• **SET PROBLEM**
Locate every line of the material below that contains the word "Please" and copy each such line in full. Treat case as significant.

• **INFORMATION SUPPLIED**
START

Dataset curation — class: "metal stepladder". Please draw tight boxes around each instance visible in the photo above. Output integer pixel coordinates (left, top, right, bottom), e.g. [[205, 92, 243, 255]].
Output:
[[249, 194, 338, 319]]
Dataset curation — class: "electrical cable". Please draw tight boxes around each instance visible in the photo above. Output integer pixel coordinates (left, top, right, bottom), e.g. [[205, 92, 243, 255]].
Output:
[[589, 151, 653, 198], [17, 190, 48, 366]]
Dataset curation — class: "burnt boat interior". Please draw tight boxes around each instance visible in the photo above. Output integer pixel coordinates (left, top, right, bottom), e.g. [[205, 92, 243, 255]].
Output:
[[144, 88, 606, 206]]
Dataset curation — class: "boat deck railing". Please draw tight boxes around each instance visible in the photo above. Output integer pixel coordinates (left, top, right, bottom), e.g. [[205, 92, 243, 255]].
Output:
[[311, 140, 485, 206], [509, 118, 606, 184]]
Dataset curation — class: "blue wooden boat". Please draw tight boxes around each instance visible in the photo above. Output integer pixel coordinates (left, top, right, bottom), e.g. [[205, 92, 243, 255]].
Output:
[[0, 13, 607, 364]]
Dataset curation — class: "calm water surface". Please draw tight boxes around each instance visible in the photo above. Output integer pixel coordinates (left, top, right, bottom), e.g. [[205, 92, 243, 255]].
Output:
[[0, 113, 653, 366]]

END
START

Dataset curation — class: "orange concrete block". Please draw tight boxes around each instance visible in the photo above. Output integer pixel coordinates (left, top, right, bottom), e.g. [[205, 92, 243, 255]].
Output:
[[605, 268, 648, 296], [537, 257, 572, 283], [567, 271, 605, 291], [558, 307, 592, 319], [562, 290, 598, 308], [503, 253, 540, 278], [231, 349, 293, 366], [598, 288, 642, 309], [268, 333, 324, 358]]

END
START

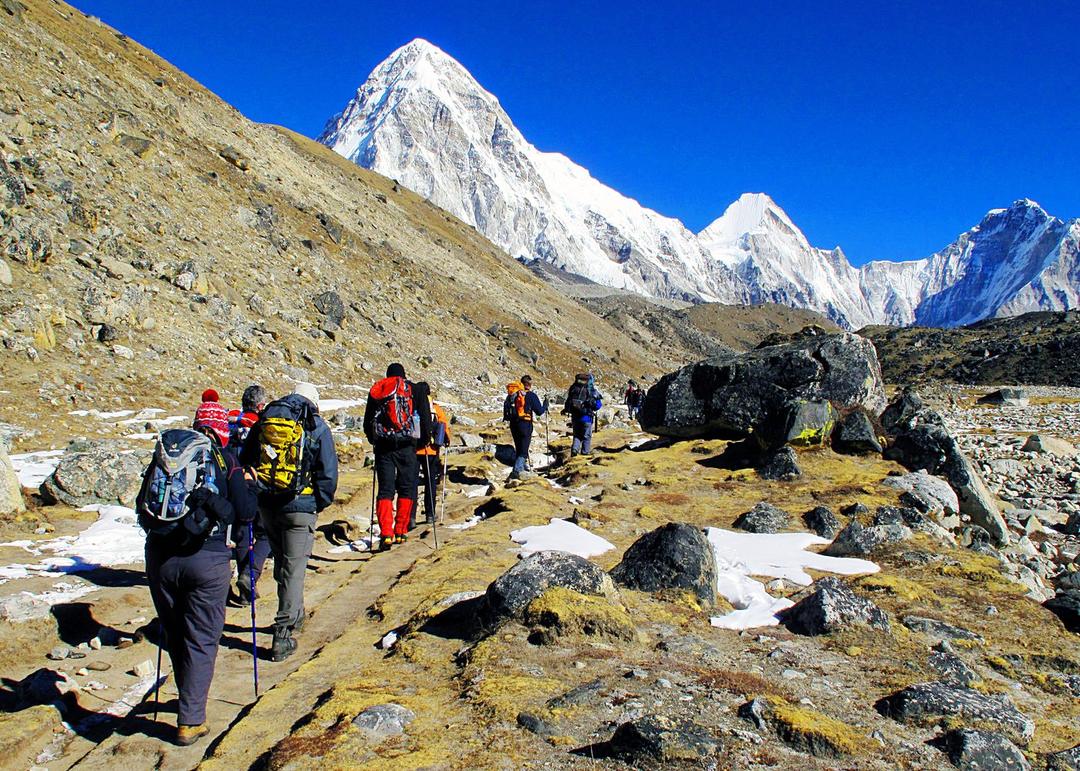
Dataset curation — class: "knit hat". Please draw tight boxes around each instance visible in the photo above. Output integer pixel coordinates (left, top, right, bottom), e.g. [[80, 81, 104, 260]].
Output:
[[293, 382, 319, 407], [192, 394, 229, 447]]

END

• **THE REPLY**
Dataset curation — class: "metal stepladder". Please draw tight boxes around each instance visible in the photo above. Output integer pixel coordinates (left, top, right, bottom), e.g. [[205, 92, 243, 255]].
Dataset curation — class: "electrical cable". Please draw tight boxes around each instance visible in the photo above. Output integer pixel coordinates (left, top, right, bottom), e.g. [[205, 92, 243, 255]].
Dataset curation — class: "burnt boat interior". Please draw tight boxes around each instance visible in the photo above. Output integer pixel coordinates (left, top, right, bottom), e.g. [[205, 92, 243, 255]].
Dataset curation — class: "boat deck railing". Please draw tight boxes around each instance visible in the photo above. Output integer pixel coordinates (left, top, right, bottom), e.g. [[205, 92, 243, 255]].
Dataset curation — class: "blue wooden boat". Please draw tight boxes around each instance visible in the photo above. Output integer pixel coordinates (left, top, right, bottom), e.g. [[205, 92, 243, 255]].
Dataset curation — class: "calm water surface". Please draw tight boxes around each instance visible in the photo above. Output integer pixel coordinates (left, top, right, bottom), e.g. [[205, 92, 243, 255]].
Dataset curation — class: "orange concrete block". Please draw tight boxes around each instance visible in the photo above. Output integer pixel coordinates (left, top, right, bottom), e.g. [[205, 92, 243, 255]].
Dataset curation — class: "knit hat". Please draw tight boxes around each instance visible in the photo above. Output integer pixel coordinates (left, top, right, bottom), e.g. [[80, 81, 104, 260]].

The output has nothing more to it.